* Supplied records *
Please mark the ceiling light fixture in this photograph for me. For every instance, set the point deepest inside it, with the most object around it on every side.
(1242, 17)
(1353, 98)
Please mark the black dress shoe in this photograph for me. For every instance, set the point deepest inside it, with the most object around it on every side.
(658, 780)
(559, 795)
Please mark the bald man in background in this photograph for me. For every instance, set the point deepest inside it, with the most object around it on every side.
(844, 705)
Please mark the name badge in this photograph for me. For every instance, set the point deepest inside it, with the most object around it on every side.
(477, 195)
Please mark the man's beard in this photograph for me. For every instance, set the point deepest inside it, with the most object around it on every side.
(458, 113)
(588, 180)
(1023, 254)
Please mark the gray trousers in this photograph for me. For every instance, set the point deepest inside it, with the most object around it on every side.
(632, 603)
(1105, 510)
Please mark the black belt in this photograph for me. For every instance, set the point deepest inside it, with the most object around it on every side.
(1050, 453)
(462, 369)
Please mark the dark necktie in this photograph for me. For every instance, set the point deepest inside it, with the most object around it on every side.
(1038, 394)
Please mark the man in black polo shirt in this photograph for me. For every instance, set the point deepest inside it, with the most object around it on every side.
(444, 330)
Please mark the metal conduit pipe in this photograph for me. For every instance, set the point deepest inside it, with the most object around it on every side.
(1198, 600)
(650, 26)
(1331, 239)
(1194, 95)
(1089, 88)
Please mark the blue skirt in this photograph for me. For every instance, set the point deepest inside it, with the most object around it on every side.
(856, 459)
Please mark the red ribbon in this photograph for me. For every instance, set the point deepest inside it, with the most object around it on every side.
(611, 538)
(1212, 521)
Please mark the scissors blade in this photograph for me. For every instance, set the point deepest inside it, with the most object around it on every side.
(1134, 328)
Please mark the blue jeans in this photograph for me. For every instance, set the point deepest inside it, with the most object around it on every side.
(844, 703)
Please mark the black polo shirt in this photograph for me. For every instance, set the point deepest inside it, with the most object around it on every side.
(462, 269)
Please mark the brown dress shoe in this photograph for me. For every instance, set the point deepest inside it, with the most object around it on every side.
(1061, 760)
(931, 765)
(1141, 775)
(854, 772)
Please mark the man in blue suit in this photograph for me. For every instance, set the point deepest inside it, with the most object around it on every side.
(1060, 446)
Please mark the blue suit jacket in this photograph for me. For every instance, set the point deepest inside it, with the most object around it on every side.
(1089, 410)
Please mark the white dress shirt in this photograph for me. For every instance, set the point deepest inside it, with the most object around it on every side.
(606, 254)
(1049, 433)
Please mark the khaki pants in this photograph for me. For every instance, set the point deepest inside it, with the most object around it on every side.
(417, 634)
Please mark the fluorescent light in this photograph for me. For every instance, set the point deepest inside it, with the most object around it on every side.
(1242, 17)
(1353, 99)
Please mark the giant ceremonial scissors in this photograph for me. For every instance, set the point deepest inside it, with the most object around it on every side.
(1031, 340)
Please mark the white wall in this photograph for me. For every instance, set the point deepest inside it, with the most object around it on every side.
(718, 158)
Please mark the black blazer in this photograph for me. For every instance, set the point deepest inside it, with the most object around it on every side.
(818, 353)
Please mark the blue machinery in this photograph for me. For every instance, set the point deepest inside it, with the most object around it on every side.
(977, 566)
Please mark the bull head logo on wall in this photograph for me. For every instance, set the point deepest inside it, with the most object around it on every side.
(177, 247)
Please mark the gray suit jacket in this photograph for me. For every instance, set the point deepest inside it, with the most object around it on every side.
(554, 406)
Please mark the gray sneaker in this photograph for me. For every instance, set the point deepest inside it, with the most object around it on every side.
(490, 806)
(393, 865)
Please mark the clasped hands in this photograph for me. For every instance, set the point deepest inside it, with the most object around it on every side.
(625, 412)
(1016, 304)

* Task prompt *
Can you return all of the records above, word for word, each on its own line?

* Worked solution *
Please mark the ceiling light fixture in this photograph for me. For every instance, set the point deepest inside it, with the most object around it on every side.
(1242, 17)
(1353, 98)
Please mark the black dress shoe in this photograph for me. For every instance, set the point deepest inside it, with the most object around it on every side.
(658, 780)
(559, 795)
Please mark the bald man in background in this photograph for me. For every instance, set the point deepest inside it, with the most object around it on every side.
(844, 705)
Please mark the name badge in this photograph for me. For every instance, set the point deepest inside it, with the most object around it on every side.
(477, 195)
Please mark the man's beard in this photograph for me. For every instance, set the point deepest inside it, with the most object around it on every side.
(458, 113)
(588, 180)
(1023, 254)
Please mark the gray trousers in this photograph for me. For every instance, set the point deepest inside it, with the most object around it on every side.
(632, 603)
(1105, 510)
Please mark the black belt in this photograph for me. For every instance, set the point deepest inside it, with the most object around it on every side.
(1050, 453)
(462, 369)
Please mark the dark necktie in this photograph for me. For every instance, set the point deepest inside it, with the most object around it on every side.
(1038, 394)
Please mark the man in black polo shirt in this photograph for me. For every instance, set the point deepest inside it, with the most object around it on every side.
(444, 330)
Please mark the metal conduit pipe in this photograph for me. For every instance, set the point deepest inside it, with the most object around it on every side.
(1198, 600)
(650, 26)
(1331, 239)
(1194, 95)
(1089, 88)
Please mark the blue skirt in this photograph for me. For every instance, set the point deepest inside it, with the most object around it on every side.
(856, 459)
Please mark the red ribbon in this photograph for me. For every instance, set the point deepest inside it, with the most object around it on every side.
(611, 538)
(1212, 521)
Please mark the scissors blade in this photograph for me. For every instance, set the point deepest inside it, with the most object around it on every side.
(1134, 328)
Please mark the blue jeans in this photograph for me. For every instance, set the point deepest inside it, with the most object around it on every side.
(844, 703)
Please mark the black polo shirt in this photograph for me. For every instance, set the point deepest inside it, with the most object around it on every side.
(462, 269)
Please mark the brown dress shoe in this photograph for me. For every instance, set the point deepest inside it, with the most object around it on every side.
(1061, 760)
(931, 765)
(1141, 775)
(854, 772)
Please mark the man in blue suit in this photograph for me. For every instance, set the point deepest inside it, with the most object around it on every side.
(1060, 446)
Please mark the blue suit jacket in this photograph for me. For every instance, set the point deepest inside it, with the most object around it on every side.
(1089, 410)
Please mark the white dress shirt in this photograph for me. For every instance, set the point deepest inside it, with the most object around it on every side.
(606, 254)
(1049, 433)
Please mark the khaki pants in this photograph for me. For every instance, set the point deepest inside it, with the most object around it on every side.
(417, 634)
Please mark the fluorescent light in this photograph for me. For every instance, set the point deepest inside it, with the most object around it on every side.
(1242, 17)
(1353, 99)
Please mark the giant ceremonial scissors in this photograph for me. For every instance, set the point deepest inside it, with the most object around it on every side.
(1031, 340)
Please mark the white wall in this photograph for me. For every instance, set the point deepest inside it, with the most object around it on every side.
(718, 158)
Please mark the black blazer in this photograph for me. For every instance, set the point deepest inside it, with the most object around it on every side.
(818, 353)
Please mark the blue machinery in this photograph for me. For every instance, set the point deepest inside it, with the most object around it on every side.
(977, 566)
Please mark the bull head logo on wall in this photograph for me. For every instance, set the point deepest inside it, with the most object around it on every side.
(177, 247)
Please mark the gray suit jacket in this photograph for me. For every instance, set the point deepest inside it, with the most object around it on every side.
(554, 406)
Please mark the gray sneaker in this photograph for me. For every instance, set the point deepest inside it, with the most object around it on every side.
(490, 806)
(393, 865)
Please mark the clasped hands in this photograph for me. For every instance, set the point deepest inside it, with the most object around it on every side.
(625, 412)
(1016, 304)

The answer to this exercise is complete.